▸ **STUDY TEXT**
Tamia Potter, an HBCU alumna and medical student, recently achieved a remarkable feat after Vanderbilt University offered her a residency position in neurosurgery. Her acceptance of the position makes her the first Black female neurosurgery resident in the prestigious university’s 148-year history, Cleveland.com reported.
Potter, who is studying medicine at Case Western Reserve University School of Medicine, was part of over 40,000 medical students who got to know where they’ll be having their residency during Match Day on Friday. The residency spot Potter landed was historic.
“My first job was as a certified nursing assistant at 17 years old in 2014. Today, on March 17th, 2023 I was blessed to be selected as the first African American female neurosurgery resident to train at @VUMC_Neurosurg,” Potter shared on Twitter.
Per the American Society of Black Neurosurgeons, the number of Black women specializing in neurosurgery currently stands at 33. Potter, who is the first person in her family to attend medical school, is set to add up to that number.

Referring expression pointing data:

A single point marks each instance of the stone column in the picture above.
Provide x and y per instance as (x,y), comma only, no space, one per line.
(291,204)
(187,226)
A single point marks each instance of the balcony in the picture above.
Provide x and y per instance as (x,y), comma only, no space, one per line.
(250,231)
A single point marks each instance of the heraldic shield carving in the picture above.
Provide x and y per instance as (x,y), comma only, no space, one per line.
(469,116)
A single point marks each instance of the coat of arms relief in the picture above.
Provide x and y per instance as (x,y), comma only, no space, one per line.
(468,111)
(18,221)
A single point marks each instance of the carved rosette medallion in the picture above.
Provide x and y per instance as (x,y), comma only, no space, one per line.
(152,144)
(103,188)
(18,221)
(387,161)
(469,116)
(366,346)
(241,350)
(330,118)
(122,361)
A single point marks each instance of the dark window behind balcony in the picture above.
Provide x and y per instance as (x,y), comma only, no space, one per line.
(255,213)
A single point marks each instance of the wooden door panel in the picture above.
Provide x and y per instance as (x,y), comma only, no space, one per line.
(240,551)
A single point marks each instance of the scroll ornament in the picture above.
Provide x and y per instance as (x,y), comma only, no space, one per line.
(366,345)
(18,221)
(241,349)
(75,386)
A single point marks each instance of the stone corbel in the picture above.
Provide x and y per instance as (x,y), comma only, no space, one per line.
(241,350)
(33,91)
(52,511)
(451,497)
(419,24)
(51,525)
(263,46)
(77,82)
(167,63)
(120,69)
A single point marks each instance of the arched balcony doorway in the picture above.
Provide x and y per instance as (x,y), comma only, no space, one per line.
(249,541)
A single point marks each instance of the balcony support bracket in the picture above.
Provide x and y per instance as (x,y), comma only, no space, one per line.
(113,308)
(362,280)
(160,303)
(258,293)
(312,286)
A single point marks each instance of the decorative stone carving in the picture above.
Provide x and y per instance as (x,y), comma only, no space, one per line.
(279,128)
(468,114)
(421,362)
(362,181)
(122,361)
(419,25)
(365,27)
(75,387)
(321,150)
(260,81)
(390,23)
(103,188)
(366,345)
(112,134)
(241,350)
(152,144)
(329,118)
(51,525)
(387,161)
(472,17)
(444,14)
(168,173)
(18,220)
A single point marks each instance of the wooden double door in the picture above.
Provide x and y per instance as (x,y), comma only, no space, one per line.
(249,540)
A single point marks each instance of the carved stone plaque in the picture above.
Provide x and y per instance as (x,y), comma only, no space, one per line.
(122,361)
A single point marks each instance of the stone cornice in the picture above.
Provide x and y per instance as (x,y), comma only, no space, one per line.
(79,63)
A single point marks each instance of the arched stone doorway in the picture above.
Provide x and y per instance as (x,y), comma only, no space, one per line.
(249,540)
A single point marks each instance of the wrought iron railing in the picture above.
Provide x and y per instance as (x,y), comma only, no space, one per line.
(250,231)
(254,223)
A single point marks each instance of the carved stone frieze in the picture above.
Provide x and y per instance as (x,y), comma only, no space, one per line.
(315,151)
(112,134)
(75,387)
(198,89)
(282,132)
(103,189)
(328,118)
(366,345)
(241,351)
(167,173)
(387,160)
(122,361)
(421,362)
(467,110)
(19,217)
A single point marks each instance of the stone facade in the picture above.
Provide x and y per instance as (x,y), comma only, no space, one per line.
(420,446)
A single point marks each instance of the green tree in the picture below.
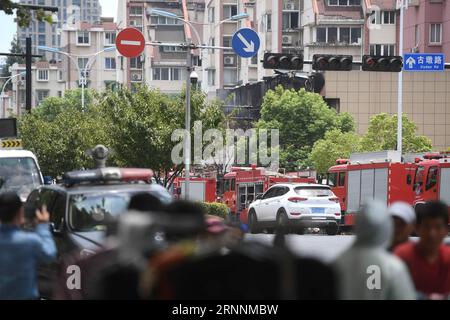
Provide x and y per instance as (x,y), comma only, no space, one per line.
(382,135)
(335,145)
(142,124)
(59,133)
(302,118)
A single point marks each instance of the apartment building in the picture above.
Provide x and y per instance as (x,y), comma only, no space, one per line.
(47,81)
(162,67)
(70,12)
(427,27)
(86,43)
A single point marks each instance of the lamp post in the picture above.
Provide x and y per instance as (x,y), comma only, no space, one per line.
(82,72)
(190,75)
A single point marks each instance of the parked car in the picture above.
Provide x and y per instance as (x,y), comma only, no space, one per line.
(296,206)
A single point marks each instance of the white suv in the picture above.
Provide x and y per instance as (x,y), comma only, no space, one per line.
(298,205)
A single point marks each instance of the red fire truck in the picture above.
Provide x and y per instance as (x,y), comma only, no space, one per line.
(432,179)
(374,175)
(242,185)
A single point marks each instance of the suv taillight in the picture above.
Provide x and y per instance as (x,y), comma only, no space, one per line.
(297,199)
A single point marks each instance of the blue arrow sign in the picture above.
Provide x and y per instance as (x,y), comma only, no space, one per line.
(245,43)
(423,62)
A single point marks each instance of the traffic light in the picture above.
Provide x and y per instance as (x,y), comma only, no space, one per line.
(382,63)
(283,61)
(331,62)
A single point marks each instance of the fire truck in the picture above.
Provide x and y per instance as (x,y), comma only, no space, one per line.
(242,185)
(203,189)
(383,175)
(432,179)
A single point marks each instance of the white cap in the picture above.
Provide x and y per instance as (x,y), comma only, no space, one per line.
(403,211)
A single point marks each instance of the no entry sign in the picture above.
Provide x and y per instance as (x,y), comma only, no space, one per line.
(130,42)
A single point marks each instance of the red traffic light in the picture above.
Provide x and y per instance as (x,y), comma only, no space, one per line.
(283,61)
(325,62)
(382,63)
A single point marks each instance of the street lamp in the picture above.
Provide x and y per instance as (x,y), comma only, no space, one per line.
(81,72)
(190,75)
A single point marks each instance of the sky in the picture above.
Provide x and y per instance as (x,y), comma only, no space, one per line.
(9,28)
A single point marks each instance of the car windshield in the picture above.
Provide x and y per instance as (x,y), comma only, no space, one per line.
(19,175)
(92,212)
(313,192)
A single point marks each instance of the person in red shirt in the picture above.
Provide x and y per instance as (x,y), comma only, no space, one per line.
(428,260)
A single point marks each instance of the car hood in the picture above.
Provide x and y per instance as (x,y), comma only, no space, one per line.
(92,240)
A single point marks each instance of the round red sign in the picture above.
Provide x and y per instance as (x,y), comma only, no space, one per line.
(130,42)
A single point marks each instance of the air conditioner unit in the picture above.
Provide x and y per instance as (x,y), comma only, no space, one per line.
(136,77)
(289,6)
(287,40)
(228,61)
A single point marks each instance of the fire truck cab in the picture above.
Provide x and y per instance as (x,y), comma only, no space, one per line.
(432,179)
(373,175)
(242,185)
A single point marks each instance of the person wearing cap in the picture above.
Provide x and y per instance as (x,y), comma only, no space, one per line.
(404,219)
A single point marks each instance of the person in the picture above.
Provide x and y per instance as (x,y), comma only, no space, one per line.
(366,271)
(403,218)
(20,251)
(428,260)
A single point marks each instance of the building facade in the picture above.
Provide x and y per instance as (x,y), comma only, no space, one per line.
(162,67)
(70,12)
(86,43)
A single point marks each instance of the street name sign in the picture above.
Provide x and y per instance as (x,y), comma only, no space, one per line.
(424,62)
(246,43)
(130,42)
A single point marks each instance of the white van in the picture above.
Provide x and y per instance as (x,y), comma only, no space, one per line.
(19,172)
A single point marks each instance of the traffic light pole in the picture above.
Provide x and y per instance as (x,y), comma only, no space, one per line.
(400,85)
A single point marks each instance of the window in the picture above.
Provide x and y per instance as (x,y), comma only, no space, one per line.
(344,2)
(388,17)
(290,20)
(110,38)
(342,179)
(269,22)
(211,15)
(435,33)
(135,63)
(432,177)
(83,38)
(167,74)
(110,63)
(338,35)
(42,75)
(41,95)
(382,49)
(82,62)
(136,11)
(229,11)
(227,41)
(230,76)
(211,77)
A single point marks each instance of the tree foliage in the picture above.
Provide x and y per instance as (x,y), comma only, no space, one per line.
(302,118)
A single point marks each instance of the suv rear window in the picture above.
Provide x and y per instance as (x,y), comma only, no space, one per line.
(313,192)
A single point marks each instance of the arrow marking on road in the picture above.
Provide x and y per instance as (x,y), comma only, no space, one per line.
(411,62)
(130,43)
(249,47)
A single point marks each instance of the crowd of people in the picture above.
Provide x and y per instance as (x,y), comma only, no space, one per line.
(156,251)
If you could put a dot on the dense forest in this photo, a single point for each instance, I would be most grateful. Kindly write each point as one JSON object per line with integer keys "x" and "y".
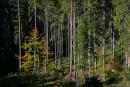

▸ **ACTION ITEM A**
In the article about Tamia Potter, at which school is Potter studying medicine?
▸ **ACTION ITEM B**
Carry on the article about Tamia Potter, picking up right after its final sentence.

▸ **EXERCISE RESULT A**
Case Western Reserve University School of Medicine.

▸ **EXERCISE RESULT B**
“I am over the moon,” Potter told the news outlet. “I literally can’t even believe it. Yes, I always knew that I wanted to be a neurosurgeon, but I didn’t think that this is what I would accomplish.”
Potter studied chemistry at Florida Agricultural and Mechanical University before enrolling at Case Western Reserve University School of Medicine. She said she worked as a certified nursing assistant after high school, and besides landing a job at the dementia unit in a nursing home, Potter said she also took up night shift jobs at some hospitals to help finance her college education.
She told Cleveland.com that she decided to study neurosurgery after she became intrigued by the human brain and the several problems that can affect the nervous system; she knew she wanted to study how to solve those issues.
“Every day I’m just doing what I love, and then you look up and you realize what you’ve done — or other people tell you what you’ve done because you’re kind of in the middle of it just trying to do it all!” Potter said.
The medical student has been mentored by a few professionals along the way. She also wants to do the same for other young Black doctors and feels the reason why there aren’t enough minorities studying medicine is because there is limited guidance, knowledge, and support.
“Nobody told me how much this would cost,” Potter said. “Nobody in my family understood what I was doing. If someone shipped you across the country to medical school and said figure it out, most people are going to want to go back home.”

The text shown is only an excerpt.